▶ EXTRAIT DU DOCUMENT:
■ ■ ■ ■ ■ ■ ■

La diversité des parcours et des statuts, et l’humanité des personnes se retrouvent invisibilisées. Nombre de ces personnes n’arrivent pas à se régulariser du fait d’un cadre législatif obsolète et incohérent, et de procédures administratives lentes et complexes. De la même façon que pour les ressortissant.e.s tunisien·ne·s en Europe, leur migration est rendue irrégulière par des lois et pratiques qui classifient les populations du continent Africain en migrant·e·s « désirables » et « indésirables » et qui criminalisent une grande partie de sa jeunesse. À l’opposé, le séjour irrégulier des migrant·e·s occidentaux – assez répandu en Tunisie dû aux mêmes dysfonctionnements – n’est pas vu comme un problème sécuritaire.

De surcroît, rien ne permet d’affirmer que les travailleur·euse·s migrant·e·s sont responsables de la dégradation de l’économie tunisienne, tel que le suggèrent les discours xénophobes. A l’instar de nombreux tunisien·ne·s, ils et elles sont en réalité exploité·e·s, exposé·e·s à la précarité et à la vulnérabilité alimentaire. La crise économique actuelle trouve plutôt sa source dans le manque de perspectives économiques, les politiques d’austérité soutenues à l’international, la gestion de la dette publique, ou encore l’incapacité de l’État à remédier aux inégalités socio-économiques.

Non, le Mémorandum avec l’UE ne protège pas la souveraineté tunisienne

Dans ses interventions publiques, le président Kaïs Saïed semble défendre la souveraineté de la Tunisie, déclarant que le pays n’accepterait pas de devenir « un pays de réinstallation » pour les migrant·e·s expulsé·e·s d’Europe, un « pays de transit, ou un lieu d’établissement », ou d’être réduit au rôle de gendarme de l’UE.

Or, le Mémorandum, dans lequel l’UE s’engage à fournir un appui financier pour la gestion des frontières, démontre pourtant que le gouvernement continue d’intégrer des objectifs de politiques européennes en s’engageant pleinement dans la sécurisation des frontières de l’UE. Le président maintient ainsi le même cours d’actions que ses prédécesseurs, et pourrait même aller plus loin dans l’externalisation, puisque l’accord mentionne un « système d’identification et de retour des migrants irréguliers déjà présents en Tunisie vers leurs pays d’origine ». Cela suggérerait le développement de l’approche « hotspot », selon laquelle les flux migratoires sont gérés aux frontières extérieures de l’UE, dans des pays comme la Tunisie, en empêchant tout accès au continent européen. Alors que le gouvernement affirme refuser l’établissement des migrant·e·s subsaharien·e·s, la fermeture des frontières participe à leur confinement en Tunisie.

Non, ni les populations tunisiennes ni européennes n’y trouveront leur compte

Dans la continuité des accords migratoires conclus avant et après 2011, ce Mémorandum a été signé de façon non transparente, sans consultation des parlementaires, des syndicats ou de la société civile. Il n’inclut ni de garanties précises quant au respect des droits fondamentaux, ni de mesures de suivi sur l’utilisation des dons alloués aux forces de sécurité tunisiennes.

■ ■ ■ ■ ■ ■ ■

▶ EXERCICES:
1: Énumérez toutes les sources de la crise économique actuelle que cite l'extrait sur la migration en Tunisie.
2: D'après l'extrait sur la migration en Tunisie, à quoi l'UE s'engage-t-elle dans le Mémorandum ?
3: Prolongez l'extrait sur la migration en Tunisie en reprenant juste après sa dernière phrase.

▶ DONNÉES FOURNIES:
■ ■ ■ ■ ■ ■ ■

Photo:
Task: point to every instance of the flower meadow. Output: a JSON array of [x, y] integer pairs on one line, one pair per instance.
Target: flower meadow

■ ■ ■ ■ ■ ■ ■

▶ CORRIGÉS:
1:
- Le manque de perspectives économiques
- Les politiques d'austérité soutenues à l'international
- La gestion de la dette publique
- L'incapacité de l'État à remédier aux inégalités socio-économiques

2: Elle s'engage à fournir un appui financier pour la gestion des frontières.

3:
L’UE persiste ainsi dans la volonté de donner un blanc-seing à la Tunisie, une stratégie d’autant plus irresponsable qu’elle est inefficace. Tant que les causes socio-économiques structurelles de la migration dite irrégulière ne sont pas impactées, et que l’accès à la mobilité n’est pas radicalement repensé, l’approche sécuritaire ne fait que rendre les traversées plus meurtrières et renforcer les passeurs.

Le Mémorandum va amplifier l’asymétrie dans l’accès à la mobilité et aux opportunités entre l’UE et la Tunisie, notamment  en contribuant à ce que l’on appelle la « fuite des cerveaux », et à des modèles économiques qui nourrissent les causes de la migration et des inégalités. Les vagues contreparties proposées par l’UE, telles que la facilitation des visas et les “partenariats de talents”, ont déjà été promises à la Tunisie sans jamais se concrétiser. L’externalisation des frontières européennes affecte ainsi l’ensemble des migrant·e·.s « non désirables » du continent, les tunisien·e·s tout comme les ressortissant·e·s d’autres pays africains.

Par ailleurs, la volonté affichée du Mémorandum de « préserver la vie humaine » est peu crédible alors que près de 27.000 personnes sont mortes ou disparues en Méditerranée depuis 2014, du fait même des politiques européennes de retrait et de criminalisation du sauvetage en mer.

La seule façon de véritablement mettre les intérêts et la dignité des tunisien·ne·s et des ressortissant·e·s du continent Africain en avant est d’établir une écoute et un dialogue constructif avec les populations tunisiennes et non-tunisiennes directement concernées, les diverses associations qui les représentent, les acteur·trice·s sociaux, et la communauté scientifique.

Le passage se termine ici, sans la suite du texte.